---------- Passage provided ----------
The focus of recent months has been the potential downside risks to the Australian economy from the imposition of US tariffs. We’ve highlighted that Australia is relatively sheltered from tariffs given.
- The US accounts for less than 5% of Australia’s goods exports, and of that only 40% will face a higher tariff;
- Many of our exports are not readily substitutable with US produced goods and/or can be redirected;
- Most of our exports to China are consumed or used in China’s domestic market;
- China will do what it takes to reach its growth target;
- Australia has been levied the lowest tariff rate, potentially making its exports more competitive versus other nations with a higher tariff rate; and
- The floating exchange rate will help absorb negative external demand shocks, a stabiliser that’s not yet been a significant feature.
The obvious caveat to this is a broader escalation to a global tit-for-tat trade war which would have significant ramifications for global growth and trade. This scenario would entail a larger impact for Australia, though this is looking like an increasingly low probability event.
What’s received less attention, but could be equally consequential for Australia, is the Trump Administration’s crusade on taxing foreign holdings of US denominated assets. The section 899 provision of Trump’s ‘big beautiful bill’ poses a significant threat to the existing flow of global capital.
Section 899
The bill, which has been approved by the house of representatives and is currently before the senate, would give the US Treasury sweeping powers to nominate ‘discriminatory foreign countries’ that it deems imposes unfair taxes on US businesses. Income generated from US assets held by these designated nations would be subject to a 5% withholding tax, which is proposed to increase by 5% each year until it reaches a cap of 20%.
The definition of ‘discriminatory’ in the draft legislation is very loose, with significant discretion ultimately sitting with the Treasury Department. Australia’s Diverted Profits Tax (DPT), Multinational Anti-Avoidance Law (MAAL) and Undertaxed Profits Rule (UTPR), which all seek to counteract multinational profit shifting for tax minimisation, are likely to come into the cross hairs if the bill is passed. It has been suggested that even the media news bargaining code is likely to draw scrutiny from the US Treasury.
The US Senate recently released proposed changes to section 899 reducing the maximum withholding rate to 15%, delaying the implementation until 2027 and exempting portfolio interest, namely US Treasury securities, from the policy.
It’s impossible to predict the policy’s final form if passed, or if it passes at all. However, there is clearly appetite within congress to introduce a lever for manipulating capital flows. And it seems that this is intended as another bargaining chip rather than an avenue for reshaping the composition of US foreign liabilities. Either way though, we are likely to see a policy of some form legislated during this administration.
---------- Dataset excerpt ----------
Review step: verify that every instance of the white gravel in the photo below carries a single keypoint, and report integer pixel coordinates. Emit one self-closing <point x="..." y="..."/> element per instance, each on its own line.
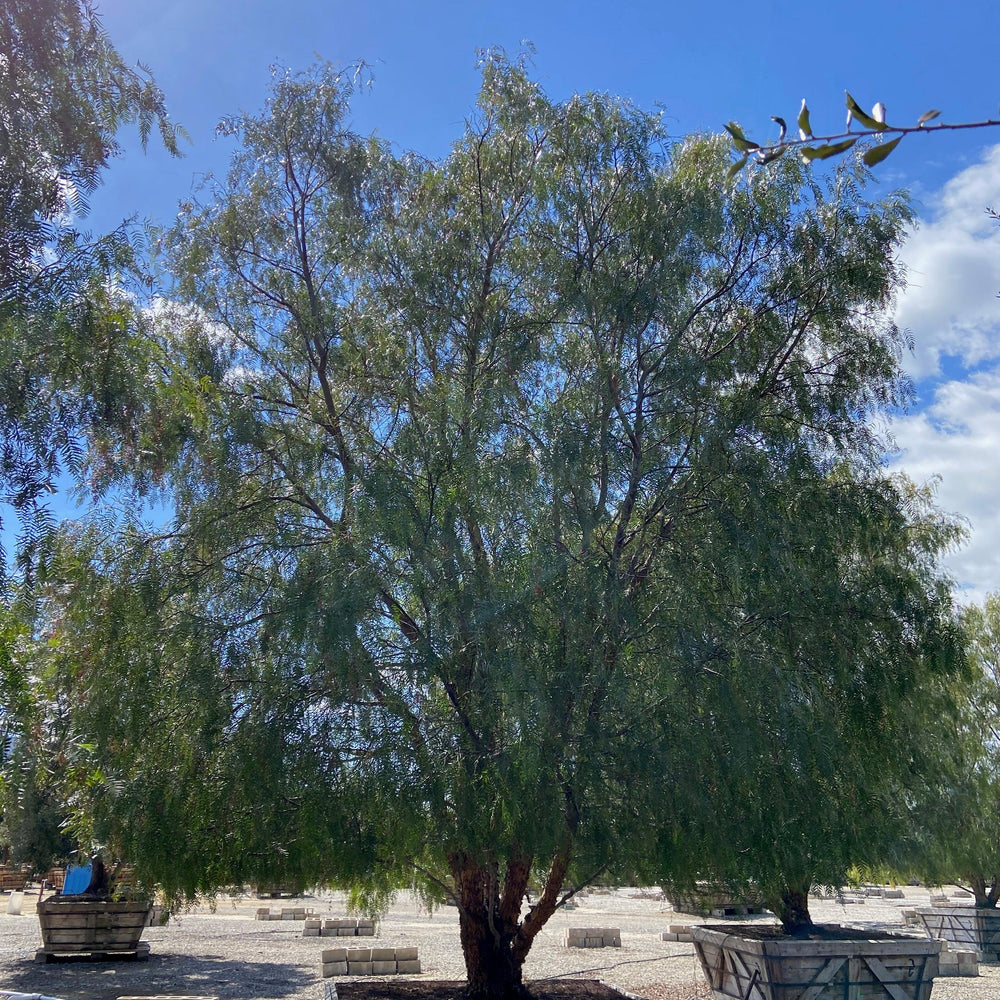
<point x="231" y="955"/>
----------
- _What is asked_
A – Answer these questions using the commentary on US tariffs and section 899. Give each answer on its own line, marked the same way.
(i) What share of Australia's goods exports goes to the US?
(ii) Under section 899, what withholding tax rate would start out on income from US assets, and what cap would it rise to?
(iii) According to the US Senate's proposed changes, until what year would implementation be delayed?
B – Write out the commentary on US tariffs and section 899 between "The US Senate" and "during this administration.", inclusive, swapping "bargaining chip" for "negotiating tool".
C – Carry on the commentary on Australia's exposure to US tariffs and section 899 from its last sentence.

- _Task-by-task results_
A –
(i) Less than 5%
(ii) It would start at 5% and rise by 5% each year to a cap of 20%.
(iii) 2027

B –
The US Senate recently released proposed changes to section 899 reducing the maximum withholding rate to 15%, delaying the implementation until 2027 and exempting portfolio interest, namely US Treasury securities, from the policy.
It’s impossible to predict the policy’s final form if passed, or if it passes at all. However, there is clearly appetite within congress to introduce a lever for manipulating capital flows. And it seems that this is intended as another negotiating tool rather than an avenue for reshaping the composition of US foreign liabilities. Either way though, we are likely to see a policy of some form legislated during this administration.

C –
Australia’s Exposure
Australia’s trade exposure to the US is small, but it’s foreign investment position and capital flows are heavily concentrated towards the US.
At AUD$1.5tr, 36% of Australia’s offshore investments are in the US, equivalent to almost 20% of all household financial assets. Our US share of foreign investments has increased substantially since 2020, though it may have declined more recently in response to Liberation Day and the end to the US’ exceptionalism narrative. Additionally, almost 75% (AUD$1.1tr) of Australia’s US domiciled investments take the form of equity, rather than debt. In fact, Australia is the world’s 10th largest foreign holder of US corporate equities.
In 2024 our US investments generated AUD$27.9bn of income with AUD$18.3bn attributable to equities. Even with a watered-down section 899 which only applies to equity income, this would equate to an annual tax bill of $900m at 5% or up to $3.7bn at 20%. This is a significant catalyst for considering a re-allocation of our exposure to the US.
The discussion so far has been about Australia’s gross asset exposure to the US. But the US also owns a considerable amount of Australian Assets, around AUD$1.4tr or 27.3% of all Australia’s gross foreign liabilities. That said, Australia holds more US assets than the US holds Australian, meaning we have a net positive asset position with the US. The large value of US investment in Australia does give us scope to ‘retaliate’, though it’s very unlikely we would seek to weaponize our capital account, nor should we. Hence, it’s the gross assets we hold in the US that are impacted most.
The Upshot
Clearly, section 899 poses a significant risk to our existing foreign asset allocation. If passed and applied to Australia, section 899 would provide a material reason to reconsider our exposure to US assets, unless expected rates of return were to rise substantially to offset the impact of taxes (which appears unlikely).
Regardless of the magnitude of any re-allocation of Australia’s assets, section 899 would likely result in lower returns on our foreign investment. Partly from a lower after-tax return on US assets, but also because any reallocation will likely be into assets with lower risk-adjusted returns than currently available in the US (otherwise, we would have that allocation already).
The proposed tax changes are likely to be another case of economic self-harm for the US. Unless by some miracle the US can arrest its huge current account deficit, it will ultimately need to attract capital from elsewhere fill the void from any reallocation away from the US caused by section 899. Without this, the real economy would go through a painful contraction.
The Trump Administration appears to be betting that the US’ role at the centre of the modern financial system and the fact that there is currently no alternative to some US assets (such as the treasury market) will mitigate the impact of the policy on inbound capital flows.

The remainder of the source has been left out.